Segment Start: Data records

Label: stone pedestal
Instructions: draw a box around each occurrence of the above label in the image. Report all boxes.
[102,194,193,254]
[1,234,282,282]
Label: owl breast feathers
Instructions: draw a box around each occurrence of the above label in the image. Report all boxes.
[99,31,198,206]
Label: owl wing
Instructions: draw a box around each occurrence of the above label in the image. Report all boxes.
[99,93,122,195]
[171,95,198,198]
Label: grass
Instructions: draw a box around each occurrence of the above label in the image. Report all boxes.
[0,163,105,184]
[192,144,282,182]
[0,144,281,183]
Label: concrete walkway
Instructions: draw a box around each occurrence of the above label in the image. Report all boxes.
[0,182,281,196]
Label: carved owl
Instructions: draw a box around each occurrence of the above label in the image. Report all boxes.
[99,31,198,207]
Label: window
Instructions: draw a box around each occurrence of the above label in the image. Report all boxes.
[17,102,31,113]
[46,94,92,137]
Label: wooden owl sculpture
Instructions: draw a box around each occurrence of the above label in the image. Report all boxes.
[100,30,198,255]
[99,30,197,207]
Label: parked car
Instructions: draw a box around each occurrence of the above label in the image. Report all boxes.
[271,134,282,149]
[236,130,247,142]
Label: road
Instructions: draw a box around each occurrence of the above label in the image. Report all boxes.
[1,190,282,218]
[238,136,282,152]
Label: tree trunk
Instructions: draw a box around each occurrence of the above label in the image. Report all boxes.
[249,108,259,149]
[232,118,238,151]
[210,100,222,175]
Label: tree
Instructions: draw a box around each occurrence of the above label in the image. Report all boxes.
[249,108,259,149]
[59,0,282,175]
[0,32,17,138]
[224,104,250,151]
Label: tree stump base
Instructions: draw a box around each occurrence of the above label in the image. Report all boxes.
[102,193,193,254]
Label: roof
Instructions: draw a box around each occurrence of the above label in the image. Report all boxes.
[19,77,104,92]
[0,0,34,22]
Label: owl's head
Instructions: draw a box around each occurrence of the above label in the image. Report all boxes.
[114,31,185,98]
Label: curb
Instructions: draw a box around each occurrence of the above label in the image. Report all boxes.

Segment End: Data records

● **Your goal**
Set every record down again, exactly as given.

● **Result below**
Label: stone pedestal
Instructions: draw a box around each occurrence of the above label in the image. Report all boxes.
[102,194,193,254]
[1,234,282,282]
Label: owl breast feathers
Instructions: draw a box around each occurrence of the above label in the image. Report all boxes.
[99,31,198,206]
Label: owl wing
Instructions: draw a box around each occurrence of the above label in the image. Report all boxes.
[99,93,122,195]
[171,95,198,198]
Label: grass
Instructions: draw a box around each occurrence of the above label in the image. Report all boxes.
[0,163,105,184]
[192,144,282,182]
[0,144,281,183]
Label: concrete walkway
Instructions: draw a box around each occurrence of the above label in the image. Report all boxes.
[0,182,281,196]
Label: carved owl
Instructions: draw a box around each occurrence of the above label in the image. Report all boxes.
[99,31,198,207]
Label: window
Instructions: draw a box around each occurrence of the above label in the image. Report all boxes.
[17,102,31,113]
[46,94,92,137]
Label: wooden owl sculpture
Instructions: draw a box around each occurrence of the above label in the image. Report all boxes.
[100,30,198,255]
[99,30,197,207]
Label: parked car
Instructions: draw a box around each occurrence of the above label in the image. Report all boxes.
[271,134,282,149]
[236,130,247,142]
Label: road
Instructions: draw a box around each occurrence of the above label in the image. Report all boxes.
[1,190,282,218]
[238,136,282,152]
Label: tree trunk
Instructions: draw a box around each occurrence of the above label in the image. Report all boxes.
[249,108,259,149]
[232,118,238,151]
[210,100,222,175]
Label: tree
Instructions: draw a box around each occurrence of the above label in the image. Report all boxes.
[249,108,259,149]
[59,0,282,175]
[0,32,17,138]
[224,104,250,151]
Label: tree stump base
Instructions: draw a box around each occurrence of the above label in the image. Report all boxes.
[102,193,193,254]
Label: roof
Instructions: draw a box around each occurrence of the above label in the image. Report all boxes.
[19,77,104,92]
[0,0,34,22]
Label: owl's head
Instructions: draw a box around each occurrence of the above label in the image. Report all boxes.
[114,31,185,98]
Label: curb
Instructions: draw a box around each occurrence of the above label in the image. Report all boxes.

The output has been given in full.